* Text excerpt

+++

Catalog Import Arguments#
This page discusses a few topics around setting up a catalog pipeline.
At a minimum, you need arguments that include where to find the input files, the column names for RA, and DEC, and where to put the output files. A minimal arguments block will look something like:
from hipscat_import.pipeline import ImportArguments
args = ImportArguments(
sort_columns="ObjectID",
ra_column="ObjectRA",
dec_column="ObjectDec",
input_path="./my_data",
file_reader="csv",
output_artifact_name="test_cat",
output_path="./output",
)
More details on each of these parameters is provided in sections below.
For the curious, see the API documentation for
hipscat_import.catalog.arguments.ImportArguments
, and its superclass
hipscat_import.runtime_arguments.RuntimeArguments
.
Pipeline setup#
Dask#
We will either use a user-provided dask Client
, or create a new one with
arguments:
dask_tmp
- str
- directory for dask worker space. this should be local to
the execution of the pipeline, for speed of reads and writes. For much more
information, see Temporary files and disk usage
dask_n_workers
- int
- number of workers for the dask client. Defaults to 1.
dask_threads_per_worker
- int
- number of threads per dask worker. Defaults to 1.
If you find that you need additional parameters for your dask client (e.g are creating a SLURM worker pool), you can instead create your own dask client and pass along to the pipeline, ignoring the above arguments. This would look like:
from dask.distributed import Client
from hipscat_import.pipeline import pipeline_with_client
args = ... # ImportArguments()

+++

* Problem statement
According to the catalog import text, what is the default value of dask_n_workers? Please answer briefly. The data after this point is separate from the catalog import text.

* Source excerpt
+++

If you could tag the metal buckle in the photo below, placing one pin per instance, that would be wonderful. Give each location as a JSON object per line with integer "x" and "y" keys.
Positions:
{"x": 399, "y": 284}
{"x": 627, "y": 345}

+++

* Final result
It defaults to 1.